PROBLEM TO WORK ON:
The response must consist of the lines below from the one with "Outline green bush." through the one with "Outline concrete sidewalk.", exactly as they appear and with both ends kept.

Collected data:
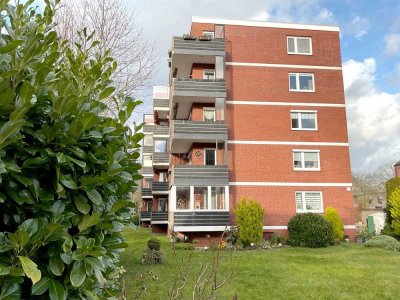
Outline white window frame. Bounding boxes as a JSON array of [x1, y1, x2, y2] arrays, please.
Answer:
[[204, 148, 217, 166], [203, 31, 215, 39], [292, 149, 320, 171], [203, 107, 216, 121], [287, 36, 313, 55], [290, 110, 318, 131], [203, 69, 216, 80], [289, 73, 315, 92], [295, 191, 323, 213]]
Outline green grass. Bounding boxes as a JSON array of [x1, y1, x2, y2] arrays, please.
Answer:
[[121, 228, 400, 299]]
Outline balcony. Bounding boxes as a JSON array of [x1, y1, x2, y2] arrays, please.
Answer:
[[153, 86, 170, 120], [153, 126, 169, 138], [173, 211, 230, 231], [143, 124, 153, 134], [140, 211, 151, 221], [170, 120, 228, 153], [151, 212, 168, 224], [141, 188, 152, 198], [171, 165, 229, 186], [152, 152, 169, 169], [171, 36, 225, 57], [142, 145, 153, 153], [141, 166, 153, 177], [152, 182, 169, 195]]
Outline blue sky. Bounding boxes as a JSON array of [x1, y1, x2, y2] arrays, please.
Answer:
[[27, 0, 400, 172]]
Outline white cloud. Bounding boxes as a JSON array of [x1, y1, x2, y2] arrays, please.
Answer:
[[384, 33, 400, 57], [315, 8, 335, 24], [343, 58, 400, 171], [251, 11, 270, 21], [346, 16, 370, 39]]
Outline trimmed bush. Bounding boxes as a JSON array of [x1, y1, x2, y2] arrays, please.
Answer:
[[148, 237, 161, 250], [288, 213, 333, 248], [365, 235, 400, 251], [324, 207, 344, 242], [172, 243, 195, 250], [234, 198, 264, 247], [389, 187, 400, 236], [142, 249, 165, 265]]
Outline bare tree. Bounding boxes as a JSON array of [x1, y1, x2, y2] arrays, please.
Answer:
[[55, 0, 158, 111]]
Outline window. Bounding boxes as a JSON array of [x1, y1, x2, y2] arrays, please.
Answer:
[[287, 36, 312, 55], [203, 69, 215, 80], [147, 201, 153, 212], [296, 191, 323, 213], [159, 172, 167, 182], [203, 31, 215, 39], [159, 198, 167, 212], [194, 187, 208, 210], [291, 111, 317, 130], [203, 107, 215, 122], [293, 150, 320, 170], [143, 135, 153, 146], [176, 187, 190, 210], [154, 140, 167, 152], [143, 155, 152, 167], [289, 73, 315, 92], [211, 187, 225, 210], [204, 149, 216, 166]]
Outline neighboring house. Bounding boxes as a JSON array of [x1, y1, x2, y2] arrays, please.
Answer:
[[353, 190, 386, 224], [140, 17, 356, 243]]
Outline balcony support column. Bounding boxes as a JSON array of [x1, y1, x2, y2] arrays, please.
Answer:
[[215, 56, 225, 79]]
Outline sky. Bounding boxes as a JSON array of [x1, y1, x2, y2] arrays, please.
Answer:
[[122, 0, 400, 173], [29, 0, 400, 173]]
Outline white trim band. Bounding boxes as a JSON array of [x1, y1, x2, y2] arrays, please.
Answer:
[[192, 17, 340, 32], [344, 225, 356, 229], [226, 62, 341, 70], [227, 100, 345, 108], [229, 182, 352, 187], [228, 140, 349, 147]]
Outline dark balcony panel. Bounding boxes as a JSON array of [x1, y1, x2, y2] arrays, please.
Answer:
[[152, 212, 168, 223], [141, 188, 152, 198], [154, 99, 169, 109], [142, 145, 154, 153], [152, 182, 169, 194], [172, 165, 229, 186], [143, 125, 153, 134], [172, 37, 225, 56], [141, 211, 151, 220], [172, 120, 228, 140], [173, 79, 226, 98], [153, 153, 169, 169], [174, 211, 230, 227], [153, 126, 169, 137]]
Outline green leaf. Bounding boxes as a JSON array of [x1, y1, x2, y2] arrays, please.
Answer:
[[67, 156, 87, 168], [60, 174, 78, 189], [18, 256, 41, 284], [49, 256, 64, 276], [9, 230, 29, 249], [0, 283, 21, 299], [78, 212, 100, 233], [48, 279, 66, 300], [70, 260, 86, 288], [31, 277, 51, 296], [111, 200, 132, 213], [73, 194, 91, 214], [0, 39, 24, 54], [84, 257, 104, 271], [86, 189, 102, 205], [98, 86, 115, 100], [0, 265, 11, 276]]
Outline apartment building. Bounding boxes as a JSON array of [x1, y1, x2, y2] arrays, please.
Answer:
[[141, 17, 356, 242]]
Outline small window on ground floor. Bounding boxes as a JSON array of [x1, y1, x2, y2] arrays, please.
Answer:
[[295, 191, 323, 213]]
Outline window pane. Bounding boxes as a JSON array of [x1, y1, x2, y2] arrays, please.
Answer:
[[295, 192, 303, 210], [154, 140, 167, 152], [293, 152, 302, 168], [159, 199, 167, 211], [194, 187, 208, 210], [305, 192, 322, 211], [144, 135, 153, 146], [211, 187, 225, 210], [297, 38, 311, 54], [147, 201, 152, 211], [289, 74, 297, 90], [205, 149, 216, 165], [291, 112, 299, 128], [203, 69, 215, 80], [288, 37, 295, 52], [204, 108, 215, 122], [159, 172, 167, 182], [176, 187, 190, 210], [301, 113, 316, 129], [299, 75, 313, 90], [304, 152, 319, 168]]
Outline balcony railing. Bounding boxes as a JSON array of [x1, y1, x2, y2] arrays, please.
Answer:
[[173, 211, 230, 227], [151, 212, 168, 223], [140, 211, 151, 220], [143, 125, 153, 134], [172, 36, 225, 56], [153, 126, 169, 137], [171, 120, 228, 141], [153, 153, 169, 168], [152, 182, 169, 194], [154, 99, 169, 110], [141, 167, 153, 176], [172, 78, 226, 98], [141, 188, 152, 198], [142, 145, 153, 153], [171, 165, 229, 186]]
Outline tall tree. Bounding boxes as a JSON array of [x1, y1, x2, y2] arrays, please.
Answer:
[[55, 0, 158, 110]]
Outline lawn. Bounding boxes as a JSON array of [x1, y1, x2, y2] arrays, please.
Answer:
[[121, 228, 400, 300]]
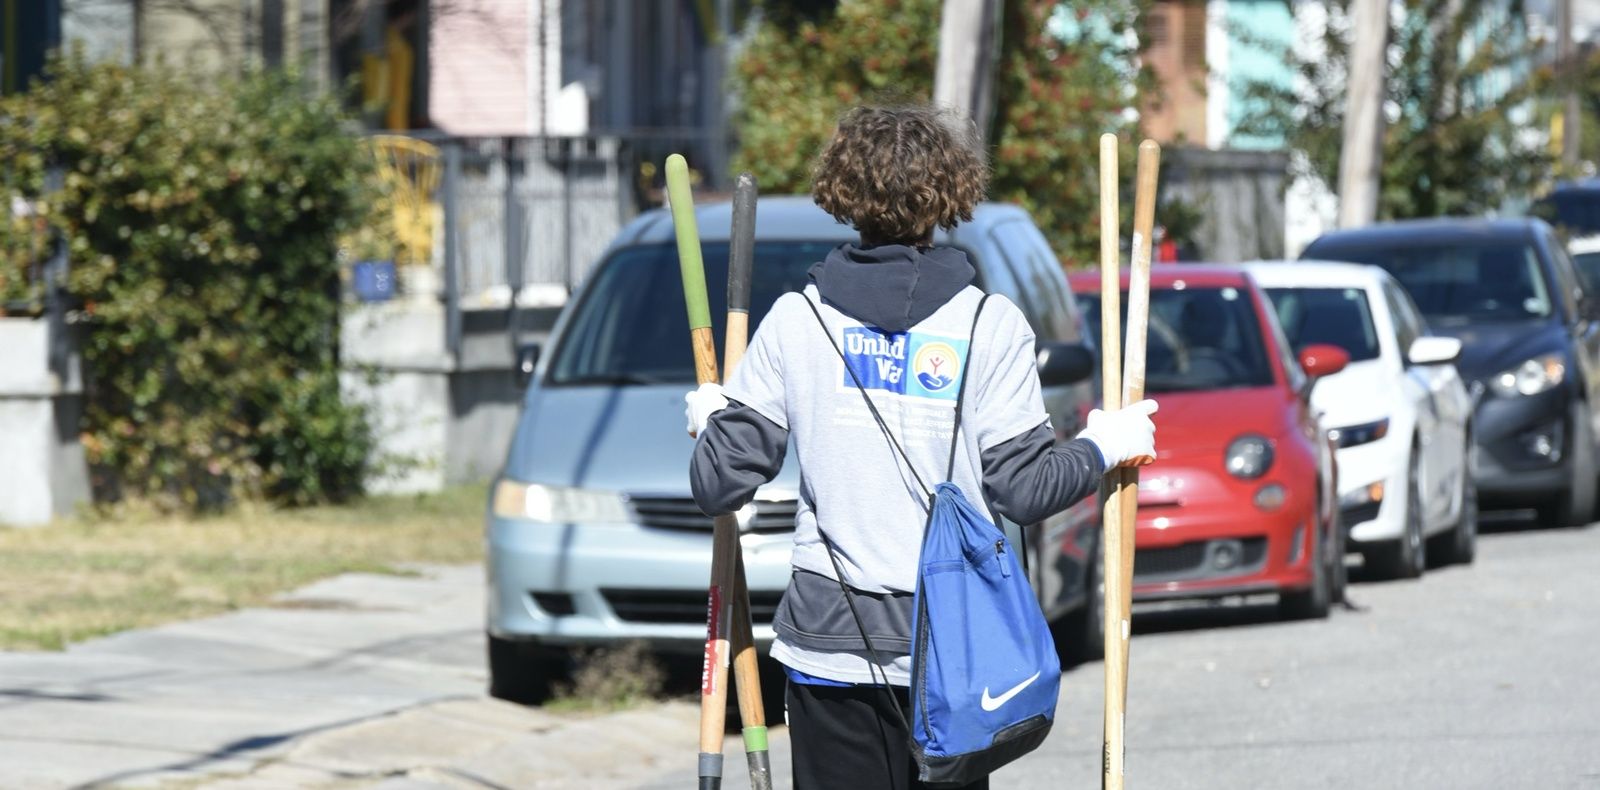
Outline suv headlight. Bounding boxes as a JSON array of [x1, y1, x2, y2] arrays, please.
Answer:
[[1490, 354, 1565, 397], [492, 479, 631, 524], [1329, 418, 1390, 449], [1224, 435, 1274, 480]]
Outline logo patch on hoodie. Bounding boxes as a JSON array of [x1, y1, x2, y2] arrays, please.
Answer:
[[841, 327, 967, 401]]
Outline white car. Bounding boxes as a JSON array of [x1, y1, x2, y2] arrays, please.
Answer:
[[1247, 262, 1477, 579]]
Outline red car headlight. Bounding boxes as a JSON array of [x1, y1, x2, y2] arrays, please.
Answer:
[[1225, 434, 1274, 479]]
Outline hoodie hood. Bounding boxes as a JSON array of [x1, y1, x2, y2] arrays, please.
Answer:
[[807, 243, 976, 333]]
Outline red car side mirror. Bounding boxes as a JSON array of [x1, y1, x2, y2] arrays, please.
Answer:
[[1298, 344, 1350, 379]]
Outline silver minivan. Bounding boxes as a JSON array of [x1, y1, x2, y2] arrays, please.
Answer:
[[486, 197, 1100, 701]]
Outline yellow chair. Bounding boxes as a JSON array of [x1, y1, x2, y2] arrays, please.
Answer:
[[370, 135, 440, 267]]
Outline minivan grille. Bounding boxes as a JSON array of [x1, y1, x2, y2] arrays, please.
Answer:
[[628, 497, 797, 533], [602, 588, 784, 624]]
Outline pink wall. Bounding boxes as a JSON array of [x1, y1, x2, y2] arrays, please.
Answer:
[[429, 0, 531, 136]]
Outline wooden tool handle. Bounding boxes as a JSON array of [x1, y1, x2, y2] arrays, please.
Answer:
[[1098, 133, 1129, 790], [724, 171, 772, 789], [667, 154, 720, 387], [1124, 139, 1161, 407], [1098, 133, 1123, 414], [667, 154, 729, 786]]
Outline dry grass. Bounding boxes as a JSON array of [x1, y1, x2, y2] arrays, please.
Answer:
[[0, 484, 486, 651], [546, 641, 669, 713]]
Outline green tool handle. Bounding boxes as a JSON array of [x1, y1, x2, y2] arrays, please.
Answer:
[[666, 154, 713, 332]]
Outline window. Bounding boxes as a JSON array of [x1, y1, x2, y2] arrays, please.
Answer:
[[987, 225, 1048, 332], [1574, 250, 1600, 294], [1302, 238, 1552, 325], [1264, 287, 1382, 362], [1383, 283, 1422, 355], [548, 241, 822, 386], [1077, 286, 1274, 393], [991, 220, 1078, 341], [1542, 229, 1586, 321]]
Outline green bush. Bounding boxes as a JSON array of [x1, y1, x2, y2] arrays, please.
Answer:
[[0, 54, 375, 508]]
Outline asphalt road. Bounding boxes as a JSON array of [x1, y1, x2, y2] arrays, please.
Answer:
[[667, 514, 1600, 790], [1003, 513, 1600, 789]]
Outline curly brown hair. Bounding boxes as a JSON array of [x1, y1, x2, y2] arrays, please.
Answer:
[[811, 105, 990, 245]]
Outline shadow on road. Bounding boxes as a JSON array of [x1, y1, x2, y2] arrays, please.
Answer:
[[1477, 508, 1555, 535], [1129, 600, 1287, 637]]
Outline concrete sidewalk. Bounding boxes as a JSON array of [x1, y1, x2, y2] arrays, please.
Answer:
[[0, 564, 766, 789]]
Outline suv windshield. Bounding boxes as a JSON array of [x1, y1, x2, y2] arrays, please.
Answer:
[[1303, 240, 1551, 324], [548, 241, 825, 385], [1264, 287, 1381, 362], [1078, 286, 1274, 393]]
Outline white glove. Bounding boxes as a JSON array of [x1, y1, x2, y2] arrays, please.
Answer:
[[684, 382, 729, 437], [1077, 399, 1159, 469]]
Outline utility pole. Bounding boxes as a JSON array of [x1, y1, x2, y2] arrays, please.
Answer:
[[933, 0, 1003, 140], [1338, 0, 1390, 227], [1559, 0, 1581, 168]]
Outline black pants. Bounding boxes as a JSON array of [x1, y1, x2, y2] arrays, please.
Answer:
[[786, 681, 990, 790]]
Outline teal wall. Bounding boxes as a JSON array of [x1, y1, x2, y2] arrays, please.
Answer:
[[1223, 0, 1296, 149]]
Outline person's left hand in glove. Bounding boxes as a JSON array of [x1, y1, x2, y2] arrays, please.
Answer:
[[684, 382, 729, 437]]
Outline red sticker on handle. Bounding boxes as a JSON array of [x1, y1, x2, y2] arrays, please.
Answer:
[[700, 585, 723, 696]]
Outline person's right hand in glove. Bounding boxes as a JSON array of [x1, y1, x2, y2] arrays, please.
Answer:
[[1077, 399, 1160, 469]]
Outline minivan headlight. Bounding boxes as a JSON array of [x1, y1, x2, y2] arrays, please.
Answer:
[[1224, 435, 1274, 480], [492, 479, 631, 524], [1490, 354, 1565, 397]]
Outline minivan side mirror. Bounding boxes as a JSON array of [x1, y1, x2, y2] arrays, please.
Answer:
[[1407, 336, 1462, 366], [1298, 343, 1349, 379], [1037, 342, 1095, 387], [515, 343, 542, 389]]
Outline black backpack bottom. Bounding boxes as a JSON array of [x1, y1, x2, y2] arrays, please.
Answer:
[[914, 714, 1053, 787]]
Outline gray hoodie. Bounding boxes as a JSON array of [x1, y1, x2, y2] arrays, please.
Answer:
[[689, 242, 1103, 684]]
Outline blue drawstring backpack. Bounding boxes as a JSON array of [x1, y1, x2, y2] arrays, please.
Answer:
[[804, 295, 1061, 787]]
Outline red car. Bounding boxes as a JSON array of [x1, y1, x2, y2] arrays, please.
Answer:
[[1067, 266, 1348, 618]]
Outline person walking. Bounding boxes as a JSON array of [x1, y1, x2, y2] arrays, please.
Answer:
[[686, 104, 1158, 790]]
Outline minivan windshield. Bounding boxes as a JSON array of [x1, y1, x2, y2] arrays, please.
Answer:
[[1302, 240, 1551, 324], [548, 241, 825, 386], [1264, 287, 1381, 362], [1077, 286, 1275, 393]]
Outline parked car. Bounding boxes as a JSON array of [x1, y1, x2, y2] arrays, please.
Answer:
[[486, 197, 1100, 702], [1569, 235, 1600, 292], [1248, 261, 1477, 578], [1302, 219, 1600, 526], [1533, 179, 1600, 236], [1068, 266, 1346, 619]]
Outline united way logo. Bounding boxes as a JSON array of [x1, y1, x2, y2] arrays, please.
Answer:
[[913, 342, 960, 393], [841, 328, 968, 401]]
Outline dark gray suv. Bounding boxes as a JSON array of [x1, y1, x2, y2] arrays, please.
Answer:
[[1303, 218, 1600, 526]]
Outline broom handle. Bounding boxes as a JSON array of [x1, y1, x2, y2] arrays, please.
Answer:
[[666, 154, 730, 790], [1098, 134, 1127, 790], [725, 173, 773, 790]]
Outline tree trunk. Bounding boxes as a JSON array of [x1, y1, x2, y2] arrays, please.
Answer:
[[1337, 0, 1389, 227]]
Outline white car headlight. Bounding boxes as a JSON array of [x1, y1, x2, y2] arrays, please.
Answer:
[[1329, 418, 1390, 449], [1490, 354, 1565, 397], [492, 479, 631, 524]]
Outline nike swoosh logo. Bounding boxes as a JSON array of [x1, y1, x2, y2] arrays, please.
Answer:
[[980, 671, 1042, 712]]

ANSWER BOX:
Outline green bush. Bounding boxes as a JSON array of [x1, y1, x2, y2] arrays, please.
Answer:
[[0, 54, 375, 508]]
Outline asphalt road. Bounding boxes as a JSON array of [x1, y1, x2, y2] arrays, please.
Answer:
[[667, 514, 1600, 790], [1003, 513, 1600, 789]]
Outline curly brown hair. Bounding boxes as a JSON array of [x1, y1, x2, y2] arrays, please.
Answer:
[[811, 105, 990, 245]]
Outline shadow on road. Bounding boxes as a JSON array of [x1, y1, x2, y2] arrays, please.
Answer:
[[1477, 508, 1555, 535], [1129, 600, 1287, 637]]
Outline concrete sidewalk. Bounding boxes as a JSON array of [x1, y1, x2, y2] arrays, please.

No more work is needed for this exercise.